## Source text
++++

The first service that receives the request generates a trace ID — a globally unique identifier (typically a 32-character hexadecimal string). This trace ID travels with every outgoing HTTP call as a request header — traceparent in the W3C standard, or a custom header like x-trace-id in older setups. Each downstream service reads the incoming header, creates a child span under the same trace ID, and forwards the header to any services it calls in turn.

The result: all spans share the same trace ID and can be assembled into a complete picture of the request.

Distributed Trace: User Request Through Microservices and an AI Agent

A user's search request flows through five services: API Gateway, Auth Service, AI Gateway, LLM Provider, and the Database. Each service creates a child span under the same trace ID. The waterfall view reveals that the LLM call accounts for 87% of the total response time — the root cause of the slow response.

Rendering diagram...

The trace ID in logs is the critical link: When engineers investigate an incident, they start with a metric alert ("error rate is 8%"), find a representative trace, and then search logs filtered by that trace's trace_id to see the raw event details. Without the trace ID in your log lines, you cannot make this connection. Always log the trace_id on every line in a request's handler — it is the thread that ties all three pillars together.

++++

Reproduce the entire distributed tracing text above word for word.

++++

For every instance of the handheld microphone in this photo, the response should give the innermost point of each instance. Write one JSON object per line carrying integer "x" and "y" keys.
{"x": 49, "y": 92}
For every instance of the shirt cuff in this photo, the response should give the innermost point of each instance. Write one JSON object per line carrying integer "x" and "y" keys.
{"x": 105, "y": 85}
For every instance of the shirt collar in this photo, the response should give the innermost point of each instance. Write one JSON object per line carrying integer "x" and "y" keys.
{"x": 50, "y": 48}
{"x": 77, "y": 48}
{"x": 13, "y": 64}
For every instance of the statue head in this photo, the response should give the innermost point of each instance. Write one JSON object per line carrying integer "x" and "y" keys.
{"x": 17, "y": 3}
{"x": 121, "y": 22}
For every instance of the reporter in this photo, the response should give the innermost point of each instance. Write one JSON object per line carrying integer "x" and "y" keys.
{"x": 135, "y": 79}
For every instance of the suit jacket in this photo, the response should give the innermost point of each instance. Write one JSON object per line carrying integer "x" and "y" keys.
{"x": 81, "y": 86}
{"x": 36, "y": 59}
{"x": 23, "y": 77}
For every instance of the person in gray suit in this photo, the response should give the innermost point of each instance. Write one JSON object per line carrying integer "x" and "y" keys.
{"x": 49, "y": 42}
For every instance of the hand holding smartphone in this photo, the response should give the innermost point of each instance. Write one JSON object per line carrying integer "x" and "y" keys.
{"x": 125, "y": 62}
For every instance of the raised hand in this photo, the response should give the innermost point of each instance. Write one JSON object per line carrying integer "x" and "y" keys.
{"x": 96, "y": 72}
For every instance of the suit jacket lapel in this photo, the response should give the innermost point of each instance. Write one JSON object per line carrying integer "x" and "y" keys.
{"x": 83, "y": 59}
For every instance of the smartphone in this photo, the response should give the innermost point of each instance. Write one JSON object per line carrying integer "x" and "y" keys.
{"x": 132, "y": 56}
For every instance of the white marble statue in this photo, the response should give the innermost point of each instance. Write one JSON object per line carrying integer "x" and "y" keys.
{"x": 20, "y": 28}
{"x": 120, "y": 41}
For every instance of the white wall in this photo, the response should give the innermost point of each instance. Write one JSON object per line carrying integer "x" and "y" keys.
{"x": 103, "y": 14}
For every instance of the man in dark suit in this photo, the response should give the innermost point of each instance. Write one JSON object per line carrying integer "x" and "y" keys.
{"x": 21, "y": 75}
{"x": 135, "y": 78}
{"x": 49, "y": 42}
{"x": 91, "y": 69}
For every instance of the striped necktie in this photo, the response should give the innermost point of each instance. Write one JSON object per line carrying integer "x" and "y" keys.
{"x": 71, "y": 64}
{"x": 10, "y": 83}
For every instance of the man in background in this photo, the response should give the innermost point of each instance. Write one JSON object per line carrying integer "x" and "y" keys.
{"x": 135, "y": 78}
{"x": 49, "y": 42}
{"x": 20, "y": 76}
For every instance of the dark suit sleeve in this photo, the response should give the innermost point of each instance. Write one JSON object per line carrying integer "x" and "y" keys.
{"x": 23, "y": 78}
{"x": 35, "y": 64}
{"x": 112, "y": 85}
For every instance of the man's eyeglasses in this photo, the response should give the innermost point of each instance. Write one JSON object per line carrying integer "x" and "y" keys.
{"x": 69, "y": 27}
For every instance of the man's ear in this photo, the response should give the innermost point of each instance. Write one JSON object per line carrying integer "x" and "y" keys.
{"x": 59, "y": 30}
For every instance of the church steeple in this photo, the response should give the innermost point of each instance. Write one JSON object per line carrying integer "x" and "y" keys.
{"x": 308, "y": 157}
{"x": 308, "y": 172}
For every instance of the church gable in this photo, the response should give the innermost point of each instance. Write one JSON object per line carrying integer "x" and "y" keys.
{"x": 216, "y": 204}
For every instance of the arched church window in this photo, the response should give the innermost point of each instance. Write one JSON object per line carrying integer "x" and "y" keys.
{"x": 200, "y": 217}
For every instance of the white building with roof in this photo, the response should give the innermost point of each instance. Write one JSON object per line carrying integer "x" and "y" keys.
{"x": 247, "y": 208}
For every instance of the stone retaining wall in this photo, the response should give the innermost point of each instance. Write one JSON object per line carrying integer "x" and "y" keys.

++++

## Result of this exercise
The first service that receives the request generates a trace ID — a globally unique identifier (typically a 32-character hexadecimal string). This trace ID travels with every outgoing HTTP call as a request header — traceparent in the W3C standard, or a custom header like x-trace-id in older setups. Each downstream service reads the incoming header, creates a child span under the same trace ID, and forwards the header to any services it calls in turn.

The result: all spans share the same trace ID and can be assembled into a complete picture of the request.

Distributed Trace: User Request Through Microservices and an AI Agent

A user's search request flows through five services: API Gateway, Auth Service, AI Gateway, LLM Provider, and the Database. Each service creates a child span under the same trace ID. The waterfall view reveals that the LLM call accounts for 87% of the total response time — the root cause of the slow response.

Rendering diagram...

The trace ID in logs is the critical link: When engineers investigate an incident, they start with a metric alert ("error rate is 8%"), find a representative trace, and then search logs filtered by that trace's trace_id to see the raw event details. Without the trace ID in your log lines, you cannot make this connection. Always log the trace_id on every line in a request's handler — it is the thread that ties all three pillars together.